■ Try it
Print each entry below precisely as it reads.
◆ ◆ ◆ ◆ ◆ ◆ ◆
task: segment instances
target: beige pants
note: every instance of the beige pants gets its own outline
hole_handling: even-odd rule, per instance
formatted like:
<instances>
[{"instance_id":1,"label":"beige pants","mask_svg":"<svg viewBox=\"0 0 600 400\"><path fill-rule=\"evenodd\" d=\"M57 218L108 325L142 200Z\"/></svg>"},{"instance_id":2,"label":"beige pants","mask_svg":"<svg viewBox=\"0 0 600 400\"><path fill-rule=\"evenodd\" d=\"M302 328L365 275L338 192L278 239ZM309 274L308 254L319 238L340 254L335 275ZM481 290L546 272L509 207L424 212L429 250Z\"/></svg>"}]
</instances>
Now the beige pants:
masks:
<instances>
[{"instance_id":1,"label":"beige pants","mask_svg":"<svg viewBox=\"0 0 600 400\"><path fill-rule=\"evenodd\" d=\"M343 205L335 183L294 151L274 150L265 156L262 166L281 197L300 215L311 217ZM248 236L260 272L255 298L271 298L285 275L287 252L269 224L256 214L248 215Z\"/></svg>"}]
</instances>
◆ ◆ ◆ ◆ ◆ ◆ ◆
■ Task solution
task: segment instances
target: beige pants
note: every instance of the beige pants gets its own outline
hole_handling: even-odd rule, per instance
formatted like:
<instances>
[{"instance_id":1,"label":"beige pants","mask_svg":"<svg viewBox=\"0 0 600 400\"><path fill-rule=\"evenodd\" d=\"M57 218L108 325L142 200Z\"/></svg>"},{"instance_id":2,"label":"beige pants","mask_svg":"<svg viewBox=\"0 0 600 400\"><path fill-rule=\"evenodd\" d=\"M302 328L365 275L338 192L278 239ZM309 274L308 254L319 238L340 254L335 275ZM481 290L546 272L509 207L424 212L429 250Z\"/></svg>"}]
</instances>
Now the beige pants:
masks:
<instances>
[{"instance_id":1,"label":"beige pants","mask_svg":"<svg viewBox=\"0 0 600 400\"><path fill-rule=\"evenodd\" d=\"M343 205L335 183L294 151L274 150L265 156L262 166L281 197L300 215L311 217ZM248 236L260 272L255 298L271 298L285 275L287 252L269 224L256 214L248 215Z\"/></svg>"}]
</instances>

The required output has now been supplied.